Your goal —
Answer these from the news excerpt below:
(a) How old is the girl now?
(b) In what month and year did Jon's attorney present him with the deal?
(c) What would the treatment program cost, and who would pay for it?

Study text —
▬▬▬▬▬▬
One night, in a bedroom in a house with no adults, he began touching, and eventually having sex with, the 9-year-old female relative. He says he was bored and curious and turned on. He had had sex before with a high-school girlfriend and knew what to do. He continued violating the 9-year-old for several months, Jon says, and then he stopped.
He claims he never used force. The victim's side of the story can't be told here because the courts won't release police reports on the investigation without a judge's order.
The girl, now 14, is no longer in therapy and doing well, according to her father.
In December 2002, in a room in the Clackamas County district attorney's office, Jon's attorney presented him with a deal. Instead of rape and sodomy, Jon would plead guilty to attempted sodomy, attempted sexual penetration and attempted sexual abuse. Rather than serve time, he would complete an $80,000 treatment program at his father's expense.
▬▬▬▬▬▬
Given information —
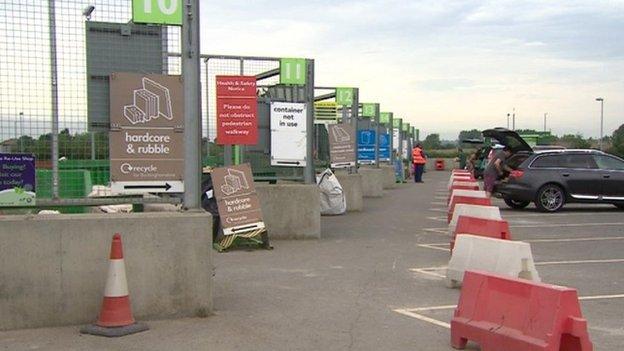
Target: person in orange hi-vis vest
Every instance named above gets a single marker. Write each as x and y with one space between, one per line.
418 159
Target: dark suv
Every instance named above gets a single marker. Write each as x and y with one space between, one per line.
555 177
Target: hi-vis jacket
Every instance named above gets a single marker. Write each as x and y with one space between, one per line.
418 157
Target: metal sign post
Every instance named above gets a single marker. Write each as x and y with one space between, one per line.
377 135
355 107
192 104
309 171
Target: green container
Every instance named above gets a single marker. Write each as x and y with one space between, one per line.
100 169
73 184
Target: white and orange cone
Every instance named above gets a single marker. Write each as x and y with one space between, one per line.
115 317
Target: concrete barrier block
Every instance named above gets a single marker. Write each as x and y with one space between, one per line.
389 177
455 183
480 194
477 211
504 257
352 187
372 181
460 178
449 164
291 211
53 268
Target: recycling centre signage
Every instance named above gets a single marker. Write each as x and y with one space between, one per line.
237 200
366 146
369 110
288 134
167 12
146 133
344 96
342 145
384 118
384 147
293 71
17 180
237 110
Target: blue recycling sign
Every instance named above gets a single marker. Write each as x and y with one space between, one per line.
366 145
384 147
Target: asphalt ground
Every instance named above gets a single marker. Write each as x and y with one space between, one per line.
373 282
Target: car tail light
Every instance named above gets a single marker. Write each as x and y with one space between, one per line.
516 174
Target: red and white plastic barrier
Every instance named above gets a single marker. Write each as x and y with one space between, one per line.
502 313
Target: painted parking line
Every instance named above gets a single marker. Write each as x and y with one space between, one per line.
445 246
596 224
438 271
438 218
416 313
551 263
436 246
431 271
436 230
532 225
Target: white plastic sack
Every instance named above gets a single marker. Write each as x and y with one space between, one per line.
333 200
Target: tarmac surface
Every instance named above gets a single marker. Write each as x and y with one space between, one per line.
373 282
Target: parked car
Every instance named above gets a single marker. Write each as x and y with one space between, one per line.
552 178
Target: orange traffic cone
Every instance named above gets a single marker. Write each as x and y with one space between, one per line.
115 315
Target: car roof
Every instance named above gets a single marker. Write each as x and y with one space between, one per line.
571 151
508 138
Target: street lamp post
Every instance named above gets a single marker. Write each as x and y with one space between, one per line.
601 100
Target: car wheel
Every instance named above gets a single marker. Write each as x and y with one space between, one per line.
516 204
550 198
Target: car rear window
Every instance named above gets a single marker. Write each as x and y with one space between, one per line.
609 163
516 160
582 161
548 161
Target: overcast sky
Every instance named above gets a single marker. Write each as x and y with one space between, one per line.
446 65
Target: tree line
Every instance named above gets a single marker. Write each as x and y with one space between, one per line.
612 143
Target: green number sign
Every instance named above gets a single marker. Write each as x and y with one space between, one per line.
384 118
344 96
369 110
167 12
293 71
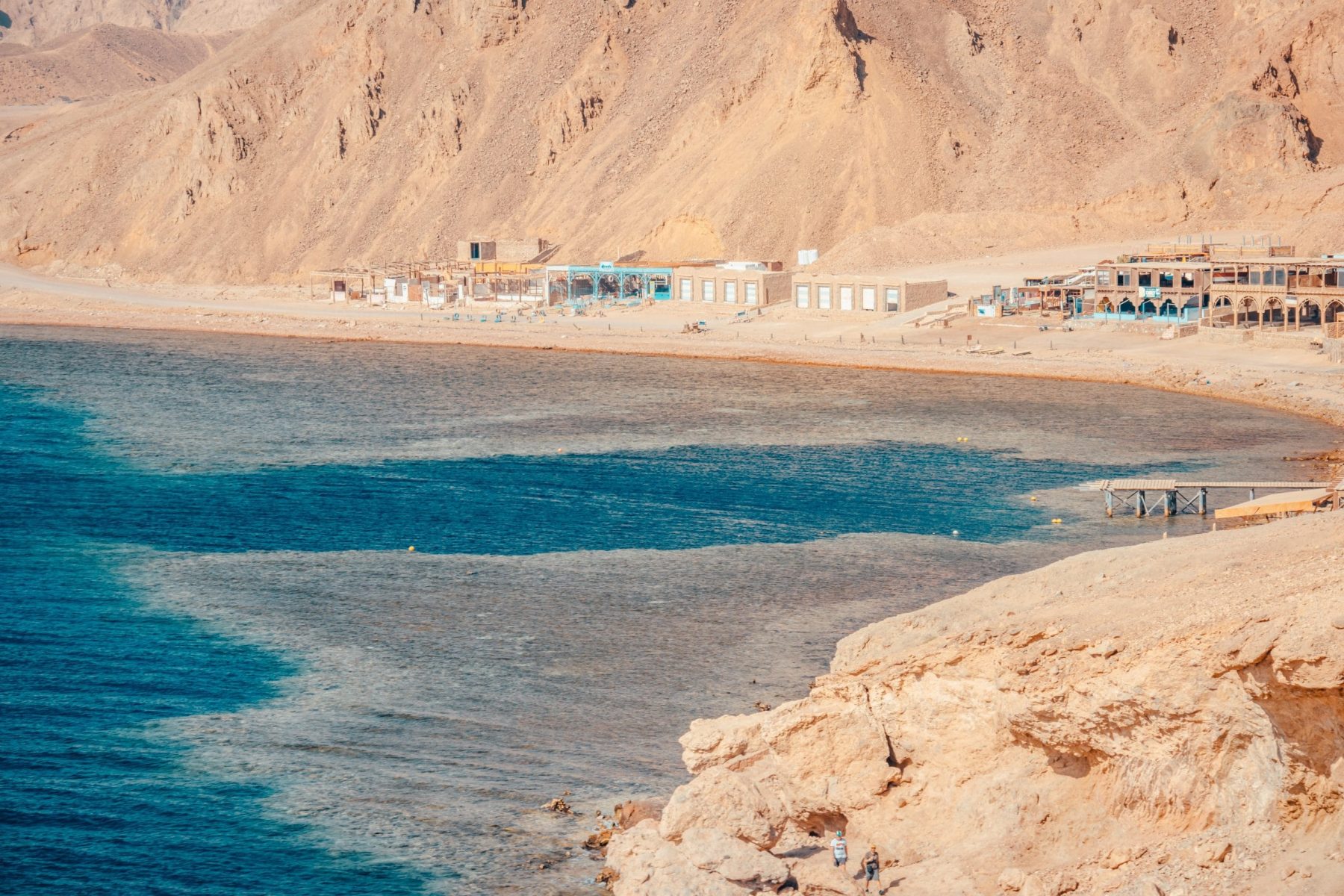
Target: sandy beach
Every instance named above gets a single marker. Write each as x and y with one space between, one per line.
1290 375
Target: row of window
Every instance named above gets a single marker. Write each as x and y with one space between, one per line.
1256 277
867 297
1145 279
750 294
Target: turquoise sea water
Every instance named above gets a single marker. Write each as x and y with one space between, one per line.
225 672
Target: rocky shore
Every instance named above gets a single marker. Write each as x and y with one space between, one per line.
1156 719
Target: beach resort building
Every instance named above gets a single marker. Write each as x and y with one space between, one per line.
858 293
492 249
1281 290
749 284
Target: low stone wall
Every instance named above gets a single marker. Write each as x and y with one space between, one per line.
1225 336
917 296
1266 337
1157 329
1335 349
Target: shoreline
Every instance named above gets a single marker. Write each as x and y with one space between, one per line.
1184 367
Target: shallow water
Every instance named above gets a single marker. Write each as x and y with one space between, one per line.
225 672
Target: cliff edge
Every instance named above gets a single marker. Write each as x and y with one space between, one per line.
1157 719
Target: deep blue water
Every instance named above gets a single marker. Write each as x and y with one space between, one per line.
92 801
143 561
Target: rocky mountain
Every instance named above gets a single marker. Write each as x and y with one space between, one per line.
37 22
1156 721
100 62
883 131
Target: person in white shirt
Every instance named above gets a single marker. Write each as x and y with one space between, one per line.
840 849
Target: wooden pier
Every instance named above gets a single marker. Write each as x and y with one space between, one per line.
1186 497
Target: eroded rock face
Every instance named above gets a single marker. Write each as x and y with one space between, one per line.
1169 716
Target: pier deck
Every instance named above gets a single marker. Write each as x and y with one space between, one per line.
1182 496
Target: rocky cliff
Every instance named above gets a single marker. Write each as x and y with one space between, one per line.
347 131
40 22
1162 719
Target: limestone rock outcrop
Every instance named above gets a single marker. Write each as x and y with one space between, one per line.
1159 719
882 132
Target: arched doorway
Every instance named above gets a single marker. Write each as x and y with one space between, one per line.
1308 312
1272 312
1248 311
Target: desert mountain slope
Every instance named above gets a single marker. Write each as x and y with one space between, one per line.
37 22
1157 719
351 131
100 62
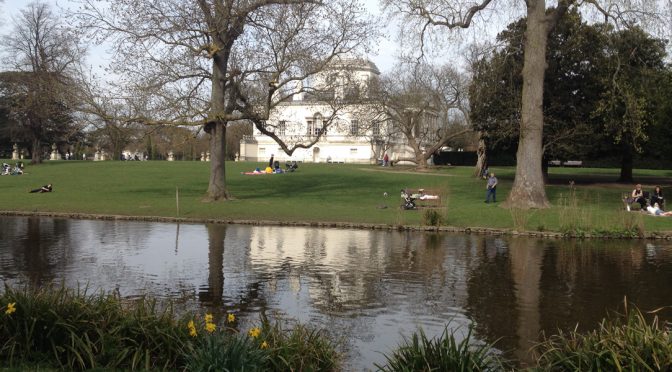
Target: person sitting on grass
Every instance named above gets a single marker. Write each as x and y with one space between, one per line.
656 211
657 197
637 196
45 188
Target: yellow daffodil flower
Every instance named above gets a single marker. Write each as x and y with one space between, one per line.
254 332
192 329
11 307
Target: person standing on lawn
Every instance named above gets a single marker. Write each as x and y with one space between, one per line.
491 188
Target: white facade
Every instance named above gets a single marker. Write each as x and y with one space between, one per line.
351 136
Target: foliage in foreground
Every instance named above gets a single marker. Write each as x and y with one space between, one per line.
442 354
70 329
74 330
626 343
59 328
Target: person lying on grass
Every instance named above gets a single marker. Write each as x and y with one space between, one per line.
45 188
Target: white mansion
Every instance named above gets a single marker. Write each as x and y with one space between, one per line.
354 135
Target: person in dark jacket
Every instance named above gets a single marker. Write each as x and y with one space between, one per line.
45 188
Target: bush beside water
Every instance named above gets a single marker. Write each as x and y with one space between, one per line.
59 328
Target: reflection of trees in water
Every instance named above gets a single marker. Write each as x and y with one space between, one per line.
590 279
491 301
212 295
40 248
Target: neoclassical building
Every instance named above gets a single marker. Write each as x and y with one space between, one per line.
356 133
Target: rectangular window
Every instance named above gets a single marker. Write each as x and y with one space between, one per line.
376 129
282 127
354 128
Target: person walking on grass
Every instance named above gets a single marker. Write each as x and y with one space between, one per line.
491 188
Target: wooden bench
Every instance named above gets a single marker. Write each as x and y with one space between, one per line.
423 198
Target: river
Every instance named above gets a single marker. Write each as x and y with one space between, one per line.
366 287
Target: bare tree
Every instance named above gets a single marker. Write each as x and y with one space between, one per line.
45 56
528 187
427 106
214 62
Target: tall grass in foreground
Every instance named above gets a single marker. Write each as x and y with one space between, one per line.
59 328
626 343
75 330
444 353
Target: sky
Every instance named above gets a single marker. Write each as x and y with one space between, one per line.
384 57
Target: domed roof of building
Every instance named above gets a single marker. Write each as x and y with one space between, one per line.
355 63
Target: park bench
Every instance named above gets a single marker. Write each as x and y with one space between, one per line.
423 198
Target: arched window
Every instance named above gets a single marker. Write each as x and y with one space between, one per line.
315 125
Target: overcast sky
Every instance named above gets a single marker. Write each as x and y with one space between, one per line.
384 57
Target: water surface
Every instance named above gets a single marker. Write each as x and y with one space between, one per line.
366 287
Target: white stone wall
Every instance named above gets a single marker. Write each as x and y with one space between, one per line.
339 144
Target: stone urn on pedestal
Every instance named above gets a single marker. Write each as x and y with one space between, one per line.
15 152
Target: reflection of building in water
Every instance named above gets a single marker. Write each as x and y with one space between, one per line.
339 262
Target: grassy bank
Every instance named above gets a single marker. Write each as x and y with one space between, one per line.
327 193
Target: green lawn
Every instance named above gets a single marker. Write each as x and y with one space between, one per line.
324 193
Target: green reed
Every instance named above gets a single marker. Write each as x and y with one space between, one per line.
444 353
626 342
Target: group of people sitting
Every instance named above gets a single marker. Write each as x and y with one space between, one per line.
410 197
8 170
653 202
274 167
45 188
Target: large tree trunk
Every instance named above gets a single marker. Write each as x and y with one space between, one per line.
528 186
36 156
482 157
217 129
627 162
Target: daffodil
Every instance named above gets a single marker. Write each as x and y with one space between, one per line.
192 329
11 307
254 332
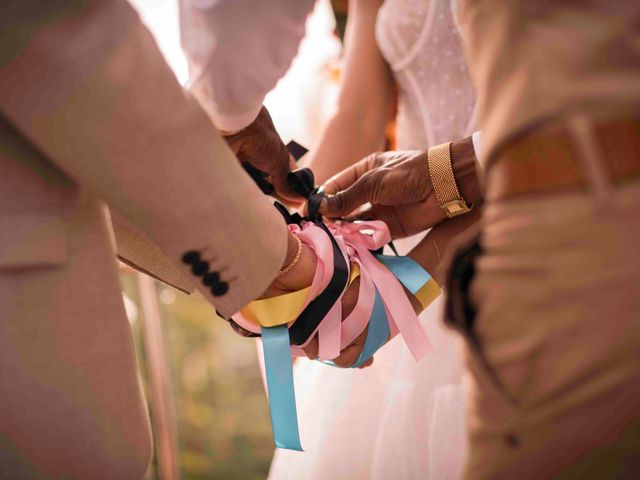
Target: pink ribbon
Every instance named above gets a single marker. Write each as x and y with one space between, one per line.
355 241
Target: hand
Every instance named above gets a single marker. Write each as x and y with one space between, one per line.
298 277
260 146
398 186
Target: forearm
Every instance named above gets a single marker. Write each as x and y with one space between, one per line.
464 160
347 138
432 249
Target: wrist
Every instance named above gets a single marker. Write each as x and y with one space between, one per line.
465 163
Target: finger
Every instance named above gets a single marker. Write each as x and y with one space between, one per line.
350 175
346 201
366 364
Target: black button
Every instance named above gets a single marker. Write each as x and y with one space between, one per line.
211 278
200 268
220 289
191 257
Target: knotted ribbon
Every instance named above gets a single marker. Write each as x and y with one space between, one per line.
289 322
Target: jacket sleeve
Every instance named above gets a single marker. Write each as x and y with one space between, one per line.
85 82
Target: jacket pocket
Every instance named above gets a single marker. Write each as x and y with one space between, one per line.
32 240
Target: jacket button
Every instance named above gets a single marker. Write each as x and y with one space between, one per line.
191 257
199 268
220 289
211 278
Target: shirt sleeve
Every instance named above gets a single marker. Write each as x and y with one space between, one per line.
237 50
85 83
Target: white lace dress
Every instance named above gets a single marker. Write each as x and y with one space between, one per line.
399 418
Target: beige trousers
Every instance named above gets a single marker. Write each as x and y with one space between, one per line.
554 351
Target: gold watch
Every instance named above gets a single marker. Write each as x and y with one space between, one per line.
444 182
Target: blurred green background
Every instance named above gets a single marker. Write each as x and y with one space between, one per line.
222 418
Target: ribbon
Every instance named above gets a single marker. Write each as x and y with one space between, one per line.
282 400
289 322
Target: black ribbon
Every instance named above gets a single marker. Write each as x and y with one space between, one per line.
260 177
302 182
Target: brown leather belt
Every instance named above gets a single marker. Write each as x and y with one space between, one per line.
550 160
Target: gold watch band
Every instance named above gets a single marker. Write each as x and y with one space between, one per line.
444 181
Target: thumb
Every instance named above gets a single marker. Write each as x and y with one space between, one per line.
351 198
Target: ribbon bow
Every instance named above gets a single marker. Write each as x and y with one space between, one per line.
290 322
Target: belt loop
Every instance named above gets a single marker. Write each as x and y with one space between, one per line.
590 157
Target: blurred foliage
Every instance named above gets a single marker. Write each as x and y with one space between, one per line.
223 425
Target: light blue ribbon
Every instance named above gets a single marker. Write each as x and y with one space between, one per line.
378 332
408 271
282 400
277 353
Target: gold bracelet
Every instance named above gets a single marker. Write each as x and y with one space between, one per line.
295 259
444 181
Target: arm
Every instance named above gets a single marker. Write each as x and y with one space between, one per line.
357 128
399 187
237 50
84 81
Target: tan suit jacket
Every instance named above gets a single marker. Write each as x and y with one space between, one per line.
93 120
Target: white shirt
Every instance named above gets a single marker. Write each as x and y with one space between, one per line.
237 51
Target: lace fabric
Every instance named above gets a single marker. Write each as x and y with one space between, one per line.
422 44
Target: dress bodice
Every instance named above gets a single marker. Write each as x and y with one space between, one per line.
421 41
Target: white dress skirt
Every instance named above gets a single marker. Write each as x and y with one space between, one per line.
399 418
▬▬▬▬▬▬
Task result —
(a) 14
(b) December 2002
(c) $80,000, paid by his father